Trecho da página
──────────

Os restos humanos há muito fascinam os vivos. Sua coleta, exibição e uso têm uma história longa e muitas vezes obscura. Os vitorianos tinham uma queda por múmias, triturando-as para criar novas cores de tintas, tônicos para diversas doenças e muito mais.

Há histórias de 1967 sobre soldados americanos removendo orelhas e dedos de pessoas mortas durante a guerra do Vietnã como troféus. Durante e após o genocídio cambojano na década de 1970, algumas pessoas usaram os restos mortais dos mortos como amuletos para afastar inimigos perigosos e como medicamentos para várias doenças, entre outras coisas.

O recente leilão, no entanto, mostra que as práticas coloniais de recolha, posse e exibição dos restos mortais dos mortos estão hoje muito vivas na Grã-Bretanha.

Coletando os mortos

Muito poucos países restringem totalmente a venda de restos mortais e a maior parte da legislação permanece irregular entre jurisdições. Há também muitas vezes uma falta de clareza sobre se as regras sobre esses itens seriam abrangidas pelas leis relativas ao tratamento de corpos ou às que protegem o património.

──────────

Dados fornecidos

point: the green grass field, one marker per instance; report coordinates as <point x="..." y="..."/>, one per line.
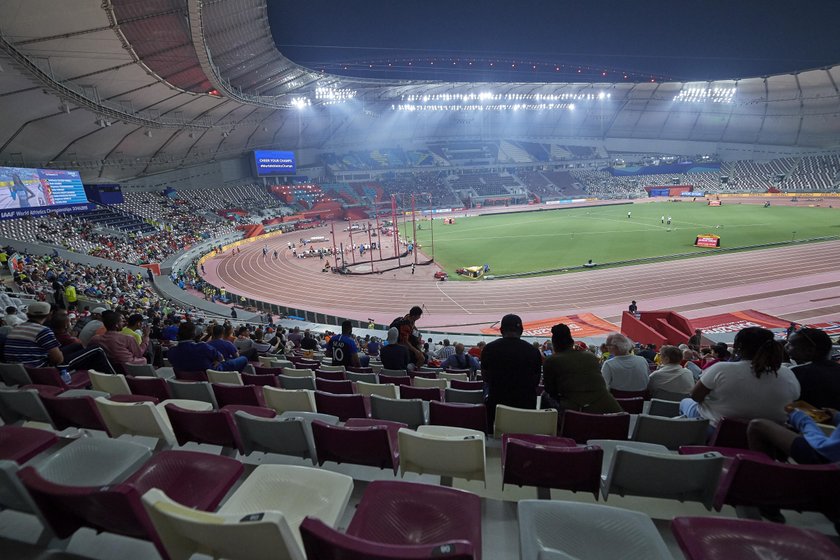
<point x="533" y="241"/>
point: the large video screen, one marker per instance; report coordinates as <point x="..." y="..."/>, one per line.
<point x="268" y="163"/>
<point x="24" y="191"/>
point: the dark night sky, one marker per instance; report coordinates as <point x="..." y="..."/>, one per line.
<point x="704" y="39"/>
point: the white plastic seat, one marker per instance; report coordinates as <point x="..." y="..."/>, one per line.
<point x="444" y="451"/>
<point x="554" y="529"/>
<point x="387" y="390"/>
<point x="510" y="420"/>
<point x="283" y="400"/>
<point x="229" y="377"/>
<point x="109" y="383"/>
<point x="426" y="382"/>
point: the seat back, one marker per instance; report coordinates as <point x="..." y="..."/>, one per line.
<point x="237" y="394"/>
<point x="113" y="384"/>
<point x="336" y="387"/>
<point x="325" y="543"/>
<point x="388" y="390"/>
<point x="464" y="396"/>
<point x="443" y="451"/>
<point x="139" y="419"/>
<point x="227" y="377"/>
<point x="511" y="420"/>
<point x="192" y="391"/>
<point x="409" y="412"/>
<point x="185" y="531"/>
<point x="343" y="406"/>
<point x="365" y="445"/>
<point x="22" y="404"/>
<point x="149" y="386"/>
<point x="458" y="415"/>
<point x="214" y="427"/>
<point x="295" y="383"/>
<point x="14" y="375"/>
<point x="634" y="472"/>
<point x="422" y="393"/>
<point x="283" y="400"/>
<point x="582" y="426"/>
<point x="670" y="432"/>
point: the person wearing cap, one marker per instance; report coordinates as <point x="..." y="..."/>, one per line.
<point x="511" y="369"/>
<point x="394" y="355"/>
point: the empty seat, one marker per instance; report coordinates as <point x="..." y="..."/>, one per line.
<point x="511" y="420"/>
<point x="360" y="441"/>
<point x="634" y="472"/>
<point x="582" y="426"/>
<point x="343" y="406"/>
<point x="591" y="531"/>
<point x="408" y="411"/>
<point x="670" y="432"/>
<point x="712" y="537"/>
<point x="458" y="415"/>
<point x="444" y="451"/>
<point x="550" y="462"/>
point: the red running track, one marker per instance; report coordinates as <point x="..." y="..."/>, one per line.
<point x="798" y="283"/>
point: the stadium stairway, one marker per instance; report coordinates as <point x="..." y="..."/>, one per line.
<point x="656" y="327"/>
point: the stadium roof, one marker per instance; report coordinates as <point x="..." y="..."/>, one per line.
<point x="124" y="88"/>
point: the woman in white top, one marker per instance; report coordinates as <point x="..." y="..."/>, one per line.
<point x="671" y="376"/>
<point x="756" y="386"/>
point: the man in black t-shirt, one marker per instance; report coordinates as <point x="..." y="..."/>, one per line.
<point x="511" y="369"/>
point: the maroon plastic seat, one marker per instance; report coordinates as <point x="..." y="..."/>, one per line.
<point x="79" y="379"/>
<point x="760" y="482"/>
<point x="194" y="479"/>
<point x="330" y="375"/>
<point x="701" y="538"/>
<point x="629" y="394"/>
<point x="425" y="393"/>
<point x="550" y="462"/>
<point x="20" y="444"/>
<point x="258" y="370"/>
<point x="343" y="406"/>
<point x="73" y="412"/>
<point x="731" y="432"/>
<point x="325" y="543"/>
<point x="237" y="394"/>
<point x="260" y="379"/>
<point x="360" y="442"/>
<point x="410" y="514"/>
<point x="466" y="385"/>
<point x="582" y="426"/>
<point x="183" y="375"/>
<point x="632" y="405"/>
<point x="402" y="380"/>
<point x="334" y="386"/>
<point x="214" y="427"/>
<point x="149" y="386"/>
<point x="459" y="415"/>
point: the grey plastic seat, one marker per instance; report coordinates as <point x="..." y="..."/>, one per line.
<point x="463" y="396"/>
<point x="363" y="377"/>
<point x="566" y="530"/>
<point x="287" y="434"/>
<point x="14" y="375"/>
<point x="192" y="391"/>
<point x="665" y="408"/>
<point x="670" y="432"/>
<point x="288" y="382"/>
<point x="22" y="404"/>
<point x="407" y="411"/>
<point x="634" y="472"/>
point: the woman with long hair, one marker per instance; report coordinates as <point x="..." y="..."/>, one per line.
<point x="573" y="377"/>
<point x="755" y="385"/>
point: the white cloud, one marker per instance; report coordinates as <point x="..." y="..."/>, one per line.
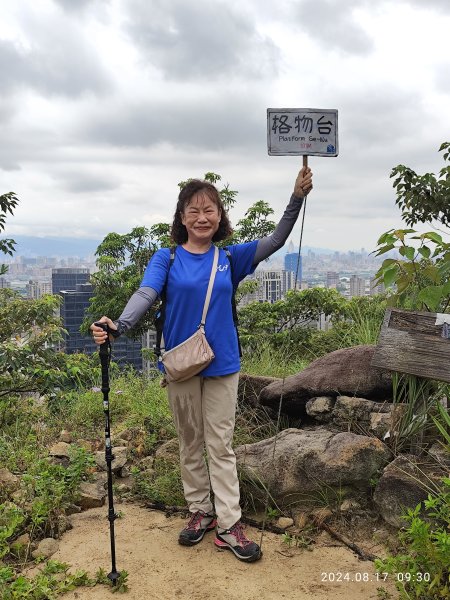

──────────

Atividades
1. Segundo o trecho, de que ano são as histórias sobre soldados americanos que removiam orelhas e dedos de pessoas mortas na guerra do Vietnã?
2. Reproduza do trecho tudo o que vai de "Os restos humanos" até "entre outras coisas.".
3. Liste as práticas coloniais relativas aos restos mortais dos mortos que, conforme o trecho, continuam muito vivas hoje na Grã-Bretanha.

Respostas
1. De 1967.

2.
Os restos humanos há muito fascinam os vivos. Sua coleta, exibição e uso têm uma história longa e muitas vezes obscura. Os vitorianos tinham uma queda por múmias, triturando-as para criar novas cores de tintas, tônicos para diversas doenças e muito mais.

Há histórias de 1967 sobre soldados americanos removendo orelhas e dedos de pessoas mortas durante a guerra do Vietnã como troféus. Durante e após o genocídio cambojano na década de 1970, algumas pessoas usaram os restos mortais dos mortos como amuletos para afastar inimigos perigosos e como medicamentos para várias doenças, entre outras coisas.

3. Recolha, posse e exibição.